### PROVIDED PASSAGE:
Practice Questions: Q2 Answer

Explanation: B is correct.

The z-score is calculated using x = 17, p = 0.05, c = 0.95, and N = 252, as follows:

 

 

z=\frac{17-0.05(252)}{\sqrt{0.05(0.95) 252}}=\frac{17-12.6}{\sqrt{11.97}}=\frac{4.4}{3.4598}=1.27

Practice Questions: Q3

Q3. Which of the following statements regarding verification of a VaR model by examining its failure rates is false?
A. The frequency of exceptions can be determined with the confidence level used for the model.
B. According to Kupiec (1995), we should reject the hypothesis that the model is correct if the loglikelihood ratio (LR) > 3.84.
C. Backtesting VaR models with a higher probability of exceptions is difficult because the number of exceptions is not high enough to provide meaningful information.
D. The range for the number of exceptions must strike a balance between the chances of rejecting an accurate model (a Type I error) and the chances of failing to reject an inaccurate model (a Type II error).

Practice Questions: Q3 Answer

Explanation: C is correct.

Backtesting VaR models with a lower probability of exceptions is difficult because the number of exceptions is not high enough to provide meaningful information.

Topic 5. Type I and Type II Errors

  • Uncertainty in testing: samples cannot determine model accuracy with absolute certainty, only probability of observed exceptions
  • Error tradeoff: must balance Type I error (rejecting accurate model) vs. Type II error (accepting inaccurate model)
  • Backtesting goal: create VaR model with low Type I error and test for very low Type II error rate
  • Binomial distribution: establishes acceptable exception ranges at different confidence levels based on sample size
  • Basel requirements: 250 days of data at 99% confidence level (p = 0.01), yielding expected 2.5 exceptions
  • Regulatory penalty: banks face higher capital requirements with ≥5 exceptions
  • Type I error rate: 10.8% chance of observing ≥5 exceptions from a correct 99% VaR model (right tail rejection)

### TASKS FOR THIS EXERCISE:
(A) From the VaR backtesting passage, write out the part from "D. The range" to "C is correct.".
(B) According to the VaR backtesting passage, how many days of data and what confidence level do the Basel requirements call for?
(C) Carry on the VaR backtesting passage from its last line.

### DATA SECTION:
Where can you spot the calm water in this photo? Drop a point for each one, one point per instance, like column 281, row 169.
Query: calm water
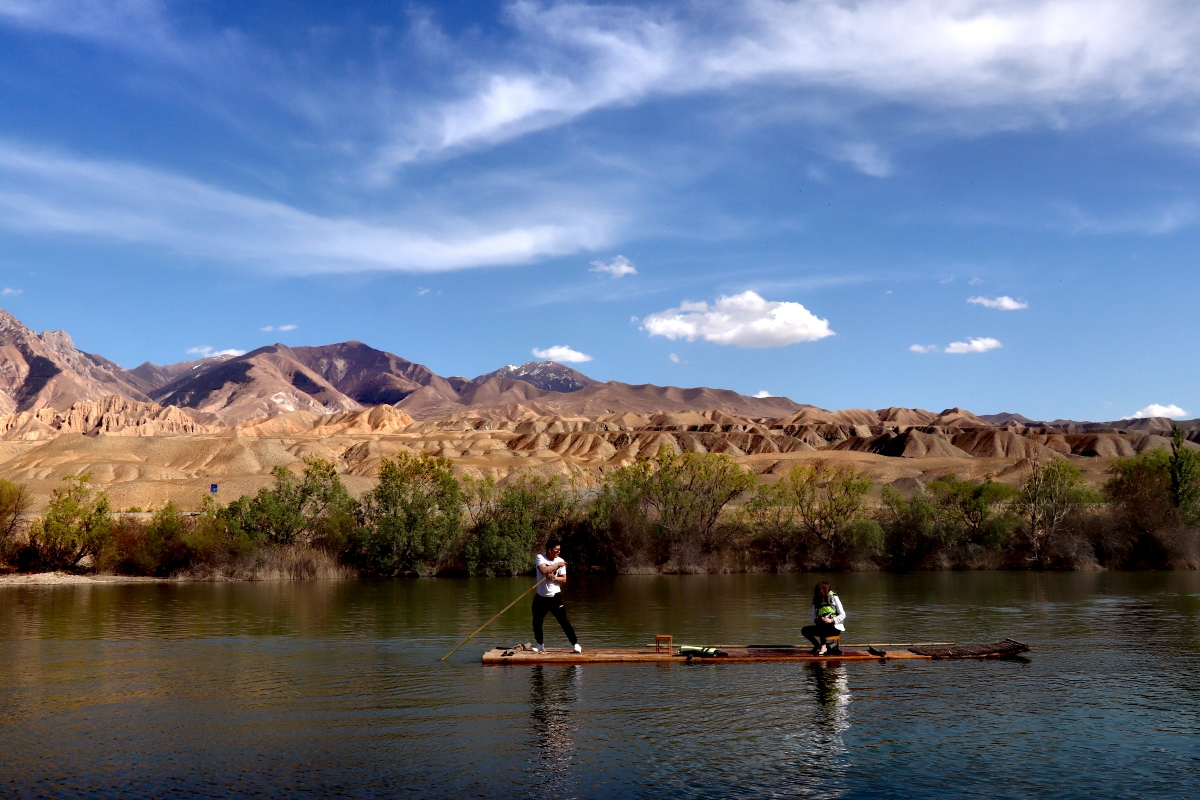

--

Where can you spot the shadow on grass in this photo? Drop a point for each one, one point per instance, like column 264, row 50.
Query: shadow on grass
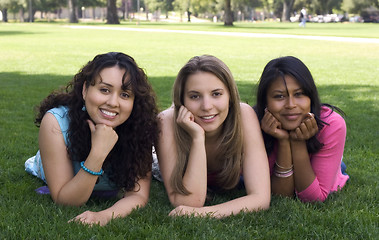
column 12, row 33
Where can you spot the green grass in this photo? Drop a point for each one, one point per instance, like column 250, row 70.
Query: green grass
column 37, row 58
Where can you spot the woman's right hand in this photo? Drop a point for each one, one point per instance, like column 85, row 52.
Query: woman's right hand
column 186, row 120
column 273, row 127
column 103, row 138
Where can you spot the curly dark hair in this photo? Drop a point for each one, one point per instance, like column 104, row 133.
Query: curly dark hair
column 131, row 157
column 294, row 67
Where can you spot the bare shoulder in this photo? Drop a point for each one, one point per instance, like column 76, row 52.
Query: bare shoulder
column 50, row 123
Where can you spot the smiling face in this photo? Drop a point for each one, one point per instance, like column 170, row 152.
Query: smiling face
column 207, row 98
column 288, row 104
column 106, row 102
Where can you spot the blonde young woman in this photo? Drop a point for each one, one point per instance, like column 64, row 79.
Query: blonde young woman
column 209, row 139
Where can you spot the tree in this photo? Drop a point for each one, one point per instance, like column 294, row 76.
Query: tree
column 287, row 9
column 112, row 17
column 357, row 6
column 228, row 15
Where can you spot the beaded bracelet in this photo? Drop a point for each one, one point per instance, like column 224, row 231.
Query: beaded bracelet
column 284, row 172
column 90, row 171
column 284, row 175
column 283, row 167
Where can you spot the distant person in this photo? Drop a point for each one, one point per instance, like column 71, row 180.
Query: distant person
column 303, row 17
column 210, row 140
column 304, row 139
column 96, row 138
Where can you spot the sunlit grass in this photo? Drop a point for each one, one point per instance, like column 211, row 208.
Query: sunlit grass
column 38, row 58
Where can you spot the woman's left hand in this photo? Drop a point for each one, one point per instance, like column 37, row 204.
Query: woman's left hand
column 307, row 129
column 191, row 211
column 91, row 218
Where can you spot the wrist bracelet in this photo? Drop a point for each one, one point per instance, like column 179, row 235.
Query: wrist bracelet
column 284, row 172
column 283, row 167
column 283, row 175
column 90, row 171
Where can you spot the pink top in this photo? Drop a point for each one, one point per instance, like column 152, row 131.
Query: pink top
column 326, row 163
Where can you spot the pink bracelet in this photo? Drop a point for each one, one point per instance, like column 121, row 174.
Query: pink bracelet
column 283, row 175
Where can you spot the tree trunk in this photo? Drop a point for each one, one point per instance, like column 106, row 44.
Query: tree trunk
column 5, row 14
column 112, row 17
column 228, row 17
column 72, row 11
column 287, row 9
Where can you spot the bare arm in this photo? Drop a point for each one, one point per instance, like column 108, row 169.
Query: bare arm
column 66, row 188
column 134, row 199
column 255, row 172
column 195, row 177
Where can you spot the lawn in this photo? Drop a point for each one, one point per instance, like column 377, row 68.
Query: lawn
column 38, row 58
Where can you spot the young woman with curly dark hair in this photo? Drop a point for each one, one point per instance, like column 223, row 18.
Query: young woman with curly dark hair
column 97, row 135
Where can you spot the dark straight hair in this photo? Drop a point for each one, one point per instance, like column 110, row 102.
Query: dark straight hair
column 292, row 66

---

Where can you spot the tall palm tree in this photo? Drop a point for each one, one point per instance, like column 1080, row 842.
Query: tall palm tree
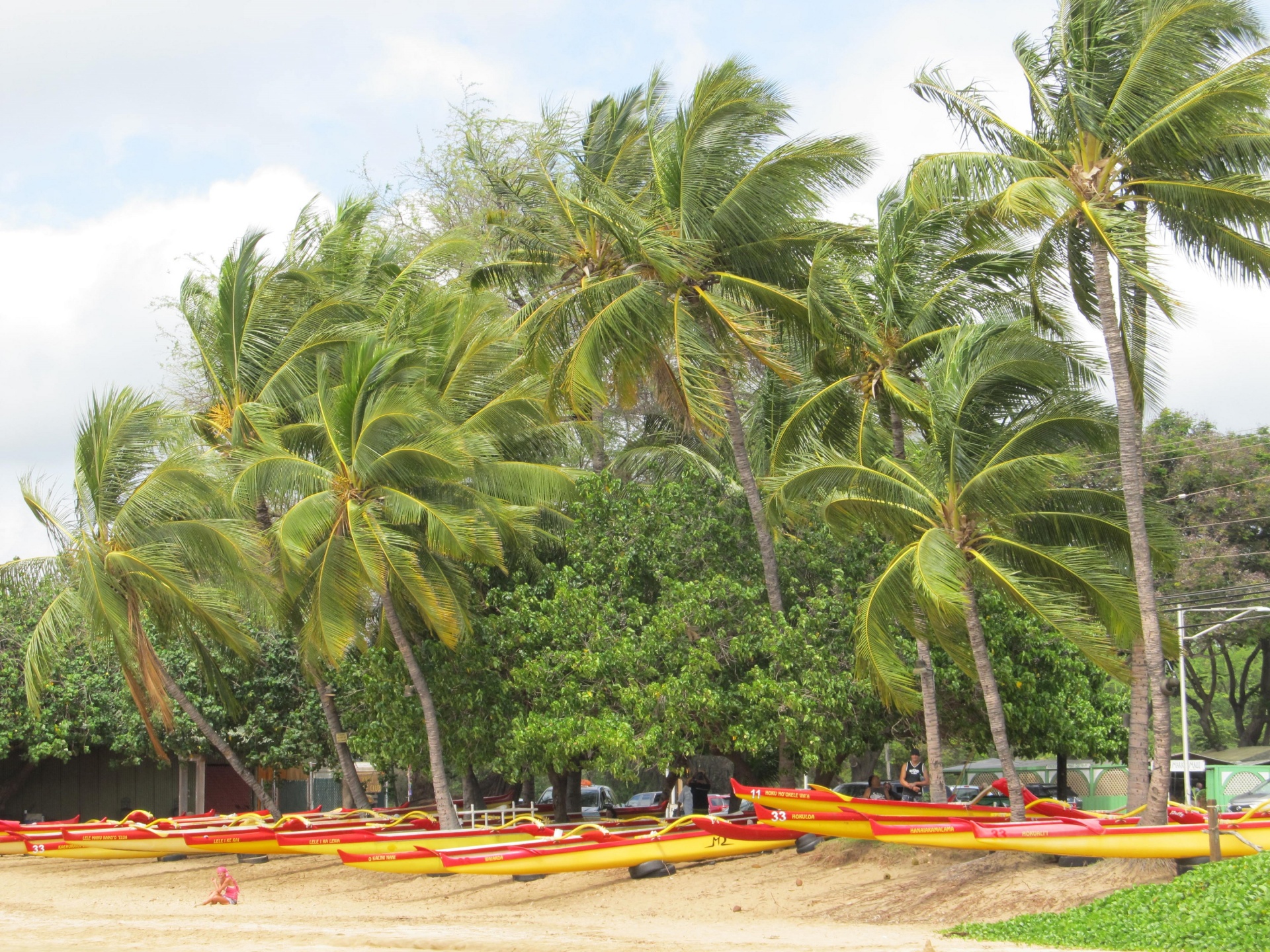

### RESPONSES PER TASK:
(A)
D. The range for the number of exceptions must strike a balance between the chances of rejecting an accurate model (a Type I error) and the chances of failing to reject an inaccurate model (a Type II error).

Practice Questions: Q3 Answer

Explanation: C is correct.

(B) 250 days of data at a 99% confidence level (p = 0.01).

(C)
  • Type II error rate: 12.8% chance of failing to reject an incorrect model (97% confidence) when <5 exceptions occur (left tail)
  • Range determination: binomial probability distribution used to set acceptable exception thresholds at various confidence levels

Topic 5. Type I and Type II Errors

Topic 5. Unconditional Coverage

  • Definition: Unconditional coverage is a backtesting approach where the only concern is the total number of exceptions and not the timing or independence of their occurrence.

  • Kupiec's Log-Likelihood Ratio (LRuc): Kupiec (1995) developed a measure for accepting or rejecting models using the tail points of a log-likelihood ratio (LR). The test statistic for unconditional coverage (LRuc) is calculated as:

     

    where p is the probability level, T is the sample size, and N is the number of exceptions.

  • Rejection Criterion: The hypothesis that the model is correct is rejected if LRuc>3.84. This critical value of 3.84 corresponds to a chi-squared test statistic at a 95% confidence level (with one degree of freedom, assuming a large sample T).

    • Note: 3.84 is the square of the normal distribution test statistic of 1.96 at the 95% confidence level.

LR_{uc}=-2ln[(1-p)^{T-N}p^N]+2ln{[1-(N/T)]^{T-N}(N/T)^N}

Practice Questions: Q4

Q4. Unconditional testing does not reflect the:
A. size of the portfolio.
B. number of exceptions.
C. confidence level chosen.
D. timing of the exceptions.

Practice Questions: Q4 Answer

Explanation:  D is correct.

Unconditional testing does not capture the timing of exceptions.

Topic 6. Measuring Potential Losses Using VaR

  • VaR purpose: measure potential losses over a specific time period
  • Theory 1 (Liquidity-based): holding period = time required to liquidate or hedge portfolio before corrective action
  • Theory 2 (Stability-based): holding period = time portfolio remains unchanged due to non-risk activity (e.g., trading)
  • Practical similarity: both theories often yield similar holding periods
  • Banking practice: many banks use daily VaR aligned with daily P&L measurement
  • Key insight: holding period selection is more significant than confidence level choice for this application

Module 2. Conditional Coverage and Basel Backtesting Rules

Topic 1. Conditional Coverage

Topic 2. Basel Committee Rules for Backtesting

Topic 1. Conditional Coverage

  • The concept of conditional coverage extends the backtesting framework beyond simply counting the number of exceptions.

  • Need for Conditional Coverage:

    • The examples and discussion of backtesting often focus on

      unconditional coverage, which does not consider the timing of exceptions.

    • Conditional coverage incorporates the time variation of the data.

    • In an accurate model, exceptions are anticipated to be fairly equally distributed across time.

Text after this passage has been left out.